● **Excerpt provided**:

While DTs are powerful, DTs have some limitations. In particular, trees that are **grown very deep** tend to learn highly irregular patterns: they **overfit their training sets.** Bagging helps mitigate this problem by exposing different trees to different sub-samples of the whole training set.

Random forests are a further way of averaging multiple deep decision trees, trained on different parts of the same training set, with the goal of reducing the variance. This comes at the expense of a small increase in the bias and some loss of interpretability, but generally greatly boosts the performance of the final model.


Random Forests are some of the most widespread classifiers and regression models used.  They are relatively simple to use because they require very few parameters to set and they perform pretty well.

● **Dataset**:
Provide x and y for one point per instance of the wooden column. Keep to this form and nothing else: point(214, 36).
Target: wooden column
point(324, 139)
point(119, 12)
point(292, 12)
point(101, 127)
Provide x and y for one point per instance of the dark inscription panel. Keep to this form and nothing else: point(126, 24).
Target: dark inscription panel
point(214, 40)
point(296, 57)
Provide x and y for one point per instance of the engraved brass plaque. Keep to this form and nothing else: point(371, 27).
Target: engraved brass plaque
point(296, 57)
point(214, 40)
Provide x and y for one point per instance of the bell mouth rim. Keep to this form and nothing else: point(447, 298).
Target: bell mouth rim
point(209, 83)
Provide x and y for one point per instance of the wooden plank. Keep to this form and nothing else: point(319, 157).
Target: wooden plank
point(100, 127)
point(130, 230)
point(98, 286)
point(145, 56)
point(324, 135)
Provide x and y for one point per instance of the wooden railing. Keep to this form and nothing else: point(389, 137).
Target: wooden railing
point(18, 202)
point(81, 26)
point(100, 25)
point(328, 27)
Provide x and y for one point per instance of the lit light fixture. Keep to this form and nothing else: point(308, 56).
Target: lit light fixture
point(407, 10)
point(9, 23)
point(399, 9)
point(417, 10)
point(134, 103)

● **Things to do**:
- 1) Retype the part of the random forests passage from "While DTs are" to "whole training set." with no changes.
- 2) Find each line in the entries that has the string "Target" and copy those lines. Matches must be case-sensitive.

● **Per-task outputs**:
- 1)
While DTs are powerful, DTs have some limitations. In particular, trees that are **grown very deep** tend to learn highly irregular patterns: they **overfit their training sets.** Bagging helps mitigate this problem by exposing different trees to different sub-samples of the whole training set.

- 2)
Target: wooden column
Target: dark inscription panel
Target: engraved brass plaque
Target: bell mouth rim
Target: wooden plank
Target: wooden railing
Target: lit light fixture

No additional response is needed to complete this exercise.